TEXT EXCERPT:
━━━━━━━━━━━━━━━━
Algorithm 1: Regional TP selection scheme.

$(1)$ Input: B, S

(2) Output: S

(3) while $B \neq Φ$ do

(4) for $\forall b_{i} \in B$

(5) if $s_{i} = 0$ , then

(6) find the set of opposite pairs $T P_{i}$

(7) while $T P_{i} \neq Φ$ do

(8) for $\forall t p_{i j} = (b_{k}, b_{l}, b_{m}) \in T P_{i}$ count $n_{i j}, o_{i j}$ and $c_{i j}$

(9) $T P_{i} = T P_{i} - t p_{i j}$

(10) end while

(11) if such $j^{*}$ exists where $t p_{i j^{*}} = (b_{k^{*}}, b_{l^{*}}, b_{m^{*}}), o_{i j^{*}} = 0$ ,

and $j^{*} = \underset{}{\arg \max} {c_{i j}}$ , then

(12) $s_{i} = 1, s_{k^{*}} = 2, s_{l^{*}} = 2, s_{m^{*}} = 2$

(13) $B = B - b_{k^{*}} - b_{l^{*}} - b_{m^{*}}$

(14) end if

(15) end if

(16) $B = B - b_{i}$

(17) end while

In Algorithm 1, initially each BS is under NM. And we only consider BS with TPs. Still, only TPs without BS under SM can be taken as effective TPs to compensate BS under NM. Moreover, in order to maximize compensation effect for BS under CM, for effective TPs of each BS, the one including maximal number of BS under CM will be chosen. After execution of this algorithm, we can obtain maximal number of BS under SM and minimal number of BS under CM.
━━━━━━━━━━━━━━━━
DATA SHOWN:
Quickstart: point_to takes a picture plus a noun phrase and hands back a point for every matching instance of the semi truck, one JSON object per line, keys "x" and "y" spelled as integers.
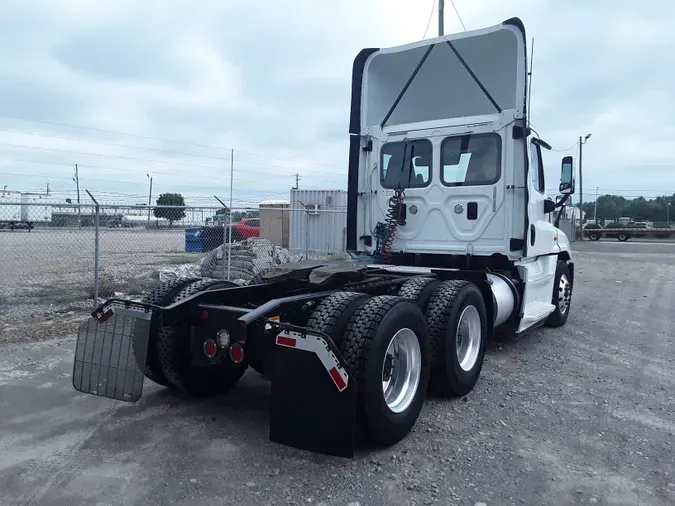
━━━━━━━━━━━━━━━━
EXERCISE SET:
**1)** Answer these questions about the regional TP selection text:
(a) What does Algorithm 1 take as input?
(b) Under which mode is each BS at the start?
(c) Which of a BS's effective TPs is chosen?
**2)** Write the next part of the regional TP selection text, continuing from the sentence that ends "minimal number of BS under CM."

OUTPUTS IN ORDER:
**1)**
(a) B and S.
(b) NM.
(c) The one that includes the largest number of BS under CM.

**2)**
However, settings for triggering and recovery conditions still should be determined in order to obtain $n_{i j}, o_{i j}$ , and $c_{i j}$ . Firstly, assume that regional ES triggering and recovery thresholds are equal and both denoted as δ. According to conclusions in [11–14], regional traffic varies are almost periodic. And the cycle is always a week. Assume regional peak traffic (monitored by OAM system) during a cycle is ${Tr}_{\max}$ , then we initially set as $δ = 2 {Tr}_{\max} / 3$ . And after each period, $δ^{'} = {Tr}_{\max} \cdot \min {δ / {Tr}_{\max}, NR + CR}$ will be taken as a new threshold. Thus, thresholds can be adjusted dynamically. ES triggering and recovery buffering time can be set as 10 minutes to avoid frequency handover for the network and guarantee enough time for analysis stage.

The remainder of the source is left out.